→ **Data rows**
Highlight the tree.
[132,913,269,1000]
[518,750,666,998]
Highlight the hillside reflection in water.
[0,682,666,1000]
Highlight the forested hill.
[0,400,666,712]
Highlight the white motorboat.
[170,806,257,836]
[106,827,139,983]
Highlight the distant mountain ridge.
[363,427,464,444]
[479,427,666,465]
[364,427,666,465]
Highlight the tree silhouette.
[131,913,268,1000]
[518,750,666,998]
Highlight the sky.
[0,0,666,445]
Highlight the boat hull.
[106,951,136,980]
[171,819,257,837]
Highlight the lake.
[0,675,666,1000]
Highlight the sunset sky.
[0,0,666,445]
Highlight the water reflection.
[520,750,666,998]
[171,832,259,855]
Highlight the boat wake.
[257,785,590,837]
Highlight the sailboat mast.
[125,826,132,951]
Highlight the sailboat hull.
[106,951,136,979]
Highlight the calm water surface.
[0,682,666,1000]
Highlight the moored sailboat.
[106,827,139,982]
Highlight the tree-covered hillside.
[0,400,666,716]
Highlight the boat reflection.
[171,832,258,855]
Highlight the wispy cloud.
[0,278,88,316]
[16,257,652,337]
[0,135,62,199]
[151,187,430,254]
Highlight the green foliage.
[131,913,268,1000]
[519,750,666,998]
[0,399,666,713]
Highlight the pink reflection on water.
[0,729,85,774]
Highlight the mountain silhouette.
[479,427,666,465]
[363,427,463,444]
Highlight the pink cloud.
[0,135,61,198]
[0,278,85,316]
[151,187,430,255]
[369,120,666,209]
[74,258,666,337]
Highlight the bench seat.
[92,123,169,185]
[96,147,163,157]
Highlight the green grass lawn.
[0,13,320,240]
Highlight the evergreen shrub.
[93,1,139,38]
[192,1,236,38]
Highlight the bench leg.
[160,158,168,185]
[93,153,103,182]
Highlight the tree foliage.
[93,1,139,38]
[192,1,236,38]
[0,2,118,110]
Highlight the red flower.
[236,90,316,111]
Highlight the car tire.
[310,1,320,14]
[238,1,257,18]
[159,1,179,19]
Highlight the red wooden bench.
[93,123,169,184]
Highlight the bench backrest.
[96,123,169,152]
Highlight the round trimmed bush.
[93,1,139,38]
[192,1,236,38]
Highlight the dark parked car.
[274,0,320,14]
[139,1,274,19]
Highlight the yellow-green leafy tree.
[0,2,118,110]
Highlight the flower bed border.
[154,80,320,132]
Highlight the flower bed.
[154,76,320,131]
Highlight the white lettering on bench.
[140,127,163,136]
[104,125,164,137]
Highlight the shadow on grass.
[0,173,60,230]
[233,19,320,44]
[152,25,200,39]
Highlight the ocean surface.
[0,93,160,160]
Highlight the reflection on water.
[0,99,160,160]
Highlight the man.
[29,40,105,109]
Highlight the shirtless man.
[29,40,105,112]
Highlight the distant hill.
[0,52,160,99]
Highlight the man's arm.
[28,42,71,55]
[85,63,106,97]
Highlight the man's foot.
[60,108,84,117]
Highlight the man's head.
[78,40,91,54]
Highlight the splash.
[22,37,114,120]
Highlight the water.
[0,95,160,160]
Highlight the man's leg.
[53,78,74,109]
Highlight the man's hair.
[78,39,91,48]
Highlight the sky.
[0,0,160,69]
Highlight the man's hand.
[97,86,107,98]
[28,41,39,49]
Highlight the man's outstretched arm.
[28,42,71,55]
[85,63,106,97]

* * *

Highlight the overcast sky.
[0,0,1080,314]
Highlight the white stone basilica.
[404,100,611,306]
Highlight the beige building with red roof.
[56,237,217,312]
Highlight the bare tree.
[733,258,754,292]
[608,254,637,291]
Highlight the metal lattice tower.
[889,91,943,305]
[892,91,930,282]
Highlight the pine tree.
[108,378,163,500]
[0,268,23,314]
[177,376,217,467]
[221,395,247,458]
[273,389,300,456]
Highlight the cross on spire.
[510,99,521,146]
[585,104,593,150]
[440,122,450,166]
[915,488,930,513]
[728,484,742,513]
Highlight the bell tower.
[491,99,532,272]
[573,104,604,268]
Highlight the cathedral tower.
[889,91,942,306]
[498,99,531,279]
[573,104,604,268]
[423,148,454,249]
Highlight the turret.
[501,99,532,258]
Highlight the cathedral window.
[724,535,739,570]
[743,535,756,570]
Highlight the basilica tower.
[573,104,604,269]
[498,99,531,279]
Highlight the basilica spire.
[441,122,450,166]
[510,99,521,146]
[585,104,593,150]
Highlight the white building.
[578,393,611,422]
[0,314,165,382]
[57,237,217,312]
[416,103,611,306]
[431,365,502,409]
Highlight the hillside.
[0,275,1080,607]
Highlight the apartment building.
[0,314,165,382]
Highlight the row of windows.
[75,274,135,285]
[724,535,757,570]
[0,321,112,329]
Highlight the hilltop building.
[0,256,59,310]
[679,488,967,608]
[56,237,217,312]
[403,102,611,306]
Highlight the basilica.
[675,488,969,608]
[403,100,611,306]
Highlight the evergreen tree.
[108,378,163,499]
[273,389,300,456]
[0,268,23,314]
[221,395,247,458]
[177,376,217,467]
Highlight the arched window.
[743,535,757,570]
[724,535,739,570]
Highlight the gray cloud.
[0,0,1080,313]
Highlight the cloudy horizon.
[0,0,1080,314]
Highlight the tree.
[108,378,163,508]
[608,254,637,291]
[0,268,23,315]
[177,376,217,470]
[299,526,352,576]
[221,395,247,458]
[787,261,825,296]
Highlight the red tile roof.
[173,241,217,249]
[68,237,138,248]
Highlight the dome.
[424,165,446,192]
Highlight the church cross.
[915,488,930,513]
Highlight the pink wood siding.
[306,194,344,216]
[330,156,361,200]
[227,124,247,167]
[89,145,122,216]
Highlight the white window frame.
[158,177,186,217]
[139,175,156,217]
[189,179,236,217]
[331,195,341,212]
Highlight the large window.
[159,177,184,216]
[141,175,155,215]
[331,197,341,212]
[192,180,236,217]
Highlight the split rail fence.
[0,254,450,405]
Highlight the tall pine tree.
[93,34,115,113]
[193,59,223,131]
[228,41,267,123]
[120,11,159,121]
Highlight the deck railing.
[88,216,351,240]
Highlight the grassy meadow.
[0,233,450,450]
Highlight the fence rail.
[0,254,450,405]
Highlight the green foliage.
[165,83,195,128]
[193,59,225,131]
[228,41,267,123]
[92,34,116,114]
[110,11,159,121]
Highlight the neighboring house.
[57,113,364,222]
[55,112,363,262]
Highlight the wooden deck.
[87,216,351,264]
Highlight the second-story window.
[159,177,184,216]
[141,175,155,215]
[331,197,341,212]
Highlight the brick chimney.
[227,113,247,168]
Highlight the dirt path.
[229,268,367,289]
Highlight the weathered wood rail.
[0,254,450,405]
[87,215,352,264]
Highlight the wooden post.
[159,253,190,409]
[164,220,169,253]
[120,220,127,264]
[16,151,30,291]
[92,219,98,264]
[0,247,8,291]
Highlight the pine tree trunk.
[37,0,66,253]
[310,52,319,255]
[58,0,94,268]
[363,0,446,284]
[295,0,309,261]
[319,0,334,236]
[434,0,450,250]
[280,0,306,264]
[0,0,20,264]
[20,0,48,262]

→ **Objective**
Swap "wooden post" for "fence post" in the entries between the lines holding "Highlight the wooden post." and "[20,0,48,262]", inclusive, and return only those lines with everything else unchanged.

→ **Task solution**
Highlight the fence post.
[159,253,190,409]
[164,220,169,253]
[120,220,127,264]
[16,151,30,291]
[92,219,98,264]
[0,247,8,291]
Highlight the pine tree trunk.
[37,0,66,253]
[310,52,319,255]
[58,0,94,268]
[363,0,446,284]
[295,0,309,261]
[319,0,334,236]
[434,0,450,250]
[280,0,306,264]
[0,0,20,264]
[20,0,48,262]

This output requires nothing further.